> EXTRACT TO READ

—————

The difference was this:
in Germany, like all national health care system, there is a budget for every conceivable illness. The budget states how many bypass operation can be performed each month. Wait your turn.
In the US, your contract with an insurance company obligates the company to provide a service like a bypass without regard to their budget.
Ontario is looking to tax employee discounts next. It will happen in the land of sheep.
Critical care in Canada is ok, but many other aspects of the healthcare system are substandard. If you have acute appendicitis, need Cancer treatment or are seriously injured in a car crash, the system responds quite well to your needs. Family medicine is very poor and many people cannot find a doctor. Non-critical surgery (hip and knee replacements, heart by-pass, cataracts) can take many months of waiting. And access to diagnostic imaging and consultations with specialists also involve lengthy waiting lines. The issue in Canada isn’t whether people should have access to government health care (that battle was lost 50 years ago), but the denial of the right to access private healthcare if you have the money to go that route. If the Communist Chinese and Vietnamese have a private health care system why can’t we?

—————

> ASSIGNMENT A
Set down the health care passage word for word, from "The difference was" down to "Wait your turn.".
> ASSIGNMENT B
Take the health care passage further, picking up right after its final sentence.

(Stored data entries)
—————

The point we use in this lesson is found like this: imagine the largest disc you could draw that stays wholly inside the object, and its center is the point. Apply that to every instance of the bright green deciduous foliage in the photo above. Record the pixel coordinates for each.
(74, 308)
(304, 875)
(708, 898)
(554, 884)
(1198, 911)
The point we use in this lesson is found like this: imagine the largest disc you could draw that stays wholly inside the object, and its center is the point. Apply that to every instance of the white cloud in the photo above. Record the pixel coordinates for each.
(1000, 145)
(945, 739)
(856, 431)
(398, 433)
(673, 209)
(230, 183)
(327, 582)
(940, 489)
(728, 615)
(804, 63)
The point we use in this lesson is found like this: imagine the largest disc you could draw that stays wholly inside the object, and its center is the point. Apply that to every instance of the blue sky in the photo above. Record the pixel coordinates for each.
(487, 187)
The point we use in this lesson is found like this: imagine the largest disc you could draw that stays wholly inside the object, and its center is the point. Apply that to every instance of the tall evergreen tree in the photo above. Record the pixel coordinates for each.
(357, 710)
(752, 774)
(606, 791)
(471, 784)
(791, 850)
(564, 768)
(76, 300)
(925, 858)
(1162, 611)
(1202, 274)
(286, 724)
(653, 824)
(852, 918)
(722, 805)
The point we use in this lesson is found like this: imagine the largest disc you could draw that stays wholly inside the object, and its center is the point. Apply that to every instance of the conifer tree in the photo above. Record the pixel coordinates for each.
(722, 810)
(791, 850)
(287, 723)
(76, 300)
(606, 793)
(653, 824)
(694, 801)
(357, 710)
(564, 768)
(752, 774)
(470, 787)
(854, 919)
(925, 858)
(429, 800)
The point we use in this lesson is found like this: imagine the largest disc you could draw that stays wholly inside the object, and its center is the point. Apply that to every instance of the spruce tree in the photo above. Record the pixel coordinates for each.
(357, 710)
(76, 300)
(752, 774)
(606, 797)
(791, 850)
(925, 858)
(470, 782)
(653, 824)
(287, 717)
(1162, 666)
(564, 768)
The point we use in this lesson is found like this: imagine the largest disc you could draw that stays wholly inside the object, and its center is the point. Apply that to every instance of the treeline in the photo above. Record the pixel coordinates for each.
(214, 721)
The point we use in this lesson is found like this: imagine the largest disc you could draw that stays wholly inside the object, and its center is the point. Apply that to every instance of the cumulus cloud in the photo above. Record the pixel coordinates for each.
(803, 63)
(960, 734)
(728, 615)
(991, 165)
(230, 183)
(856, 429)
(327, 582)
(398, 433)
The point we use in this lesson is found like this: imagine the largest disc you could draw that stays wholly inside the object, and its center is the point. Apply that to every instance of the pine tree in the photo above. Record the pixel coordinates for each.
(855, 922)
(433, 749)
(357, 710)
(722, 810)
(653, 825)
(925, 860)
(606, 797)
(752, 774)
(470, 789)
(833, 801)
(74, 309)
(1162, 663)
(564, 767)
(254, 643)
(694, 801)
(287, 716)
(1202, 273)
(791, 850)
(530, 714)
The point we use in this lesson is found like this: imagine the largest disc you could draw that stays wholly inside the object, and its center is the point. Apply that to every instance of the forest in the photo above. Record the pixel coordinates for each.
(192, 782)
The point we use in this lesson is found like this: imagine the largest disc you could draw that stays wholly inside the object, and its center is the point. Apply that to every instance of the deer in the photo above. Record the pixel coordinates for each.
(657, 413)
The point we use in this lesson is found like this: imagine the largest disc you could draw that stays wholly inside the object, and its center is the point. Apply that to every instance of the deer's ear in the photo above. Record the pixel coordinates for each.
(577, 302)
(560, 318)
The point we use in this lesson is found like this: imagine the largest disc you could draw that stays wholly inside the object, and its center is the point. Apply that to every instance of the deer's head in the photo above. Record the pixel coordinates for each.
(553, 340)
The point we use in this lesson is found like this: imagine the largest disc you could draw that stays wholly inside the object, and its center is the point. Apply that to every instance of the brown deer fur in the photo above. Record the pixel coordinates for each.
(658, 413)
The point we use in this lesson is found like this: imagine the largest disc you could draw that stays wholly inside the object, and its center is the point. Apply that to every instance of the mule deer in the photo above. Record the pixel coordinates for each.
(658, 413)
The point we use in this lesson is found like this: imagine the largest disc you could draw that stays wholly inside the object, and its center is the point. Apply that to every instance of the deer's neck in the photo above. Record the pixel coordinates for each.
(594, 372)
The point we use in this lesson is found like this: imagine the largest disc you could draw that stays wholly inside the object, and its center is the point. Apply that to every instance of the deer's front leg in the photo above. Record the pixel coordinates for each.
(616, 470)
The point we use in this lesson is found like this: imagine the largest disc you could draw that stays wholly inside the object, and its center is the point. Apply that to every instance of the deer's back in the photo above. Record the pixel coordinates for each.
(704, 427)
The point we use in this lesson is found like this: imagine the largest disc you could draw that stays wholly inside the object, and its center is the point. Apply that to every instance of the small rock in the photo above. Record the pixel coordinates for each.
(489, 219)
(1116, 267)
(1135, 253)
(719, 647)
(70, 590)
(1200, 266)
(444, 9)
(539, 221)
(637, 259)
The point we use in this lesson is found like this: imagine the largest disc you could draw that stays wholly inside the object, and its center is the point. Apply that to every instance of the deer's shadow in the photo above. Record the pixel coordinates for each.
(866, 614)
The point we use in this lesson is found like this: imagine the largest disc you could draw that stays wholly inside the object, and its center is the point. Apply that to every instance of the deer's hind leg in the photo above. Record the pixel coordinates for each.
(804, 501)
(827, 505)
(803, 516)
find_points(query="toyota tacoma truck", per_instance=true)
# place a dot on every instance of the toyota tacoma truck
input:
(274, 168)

—————

> RESULT A
The difference was this:
in Germany, like all national health care system, there is a budget for every conceivable illness. The budget states how many bypass operation can be performed each month. Wait your turn.

> RESULT B
Not a thing he posted would have been different under the US health system pre obozo care
He lives in a place where he has access to a doc. Ask the folks in the western provinces how well it works. You will find them in US hospitals paying out of pocket to have their health care needs met
I’ve known a number of Canadians that have this attitude - Canada is great and America sucks.
Must be nice to live under the umbrella of American security. How much do they spend on their military again?
Most countries also demand lower costs for pharmaceuticals otherwise they’ll just let somebody make a generic version. So we, effectively, subsidize the global development of new drugs.
These universal programs usually work for a while but become increasingly problematic. The British NHS is stretched beyond thin and now has large shortages of doctors, importing lower quality doctors from around the world.
That said, I’m unsure what the answer is. Sometimes I wonder if health care costs should be proportional to your income/assets, but I hate the idea that the government always thinks it can take more from you just because you have it (violation of private property rights).
Does that answer it ?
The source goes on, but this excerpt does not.